• **DIRECTION**:
Take the line that contains "Put one marker on each instance of the crowd" and each line after it in the material below, and transcribe them exactly, stopping at the end.

• **THE DATA**:

_ _ _ _ _

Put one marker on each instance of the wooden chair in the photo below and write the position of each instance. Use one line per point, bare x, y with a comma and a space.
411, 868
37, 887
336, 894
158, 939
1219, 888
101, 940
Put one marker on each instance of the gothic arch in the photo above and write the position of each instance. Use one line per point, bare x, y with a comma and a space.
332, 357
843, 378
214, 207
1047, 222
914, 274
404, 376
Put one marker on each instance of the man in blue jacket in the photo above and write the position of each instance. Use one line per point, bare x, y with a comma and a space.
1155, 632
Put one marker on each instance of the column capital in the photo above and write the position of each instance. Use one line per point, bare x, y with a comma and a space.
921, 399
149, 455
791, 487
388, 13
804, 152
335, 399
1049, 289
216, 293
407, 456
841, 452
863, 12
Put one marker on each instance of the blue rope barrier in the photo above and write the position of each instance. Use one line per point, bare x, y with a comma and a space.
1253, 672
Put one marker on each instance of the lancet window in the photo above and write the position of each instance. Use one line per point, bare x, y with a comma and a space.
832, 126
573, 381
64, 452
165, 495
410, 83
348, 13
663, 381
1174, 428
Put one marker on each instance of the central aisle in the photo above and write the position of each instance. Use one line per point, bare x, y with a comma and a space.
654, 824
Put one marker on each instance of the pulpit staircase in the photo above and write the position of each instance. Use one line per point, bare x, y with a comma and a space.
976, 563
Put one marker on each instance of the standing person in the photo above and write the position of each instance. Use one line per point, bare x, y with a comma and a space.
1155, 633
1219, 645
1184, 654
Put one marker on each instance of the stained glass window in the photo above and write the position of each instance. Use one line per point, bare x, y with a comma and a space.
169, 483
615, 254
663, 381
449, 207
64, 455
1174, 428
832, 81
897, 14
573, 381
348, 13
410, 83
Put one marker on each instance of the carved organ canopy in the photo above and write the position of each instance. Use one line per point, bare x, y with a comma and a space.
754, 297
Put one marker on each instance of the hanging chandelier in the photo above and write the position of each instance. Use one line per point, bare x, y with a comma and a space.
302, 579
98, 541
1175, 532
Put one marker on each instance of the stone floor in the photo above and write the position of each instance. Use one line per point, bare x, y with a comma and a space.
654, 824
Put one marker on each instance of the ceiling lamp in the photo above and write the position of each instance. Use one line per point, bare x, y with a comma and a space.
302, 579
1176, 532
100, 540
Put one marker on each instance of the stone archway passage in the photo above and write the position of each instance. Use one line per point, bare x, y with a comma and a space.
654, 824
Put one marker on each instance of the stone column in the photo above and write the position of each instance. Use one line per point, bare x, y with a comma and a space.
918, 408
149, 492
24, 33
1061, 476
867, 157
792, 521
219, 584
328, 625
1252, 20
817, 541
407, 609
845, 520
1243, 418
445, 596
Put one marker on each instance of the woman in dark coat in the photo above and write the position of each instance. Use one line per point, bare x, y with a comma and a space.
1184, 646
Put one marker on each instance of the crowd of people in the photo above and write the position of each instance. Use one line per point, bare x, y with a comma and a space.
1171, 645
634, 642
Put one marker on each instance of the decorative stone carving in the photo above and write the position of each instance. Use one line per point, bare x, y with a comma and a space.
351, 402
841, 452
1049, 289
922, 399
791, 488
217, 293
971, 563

_ _ _ _ _

• **SOLUTION TO THE PROBLEM**:
Put one marker on each instance of the crowd of people in the photo above and write the position of each instance. Use one line per point, bare x, y with a comma and a space.
1171, 645
634, 642
Put one marker on each instance of the decorative stone carving in the photo above and write the position of each instance. Use one line per point, bare x, y with a comma and a space.
351, 402
841, 452
1049, 289
922, 399
791, 488
217, 293
971, 563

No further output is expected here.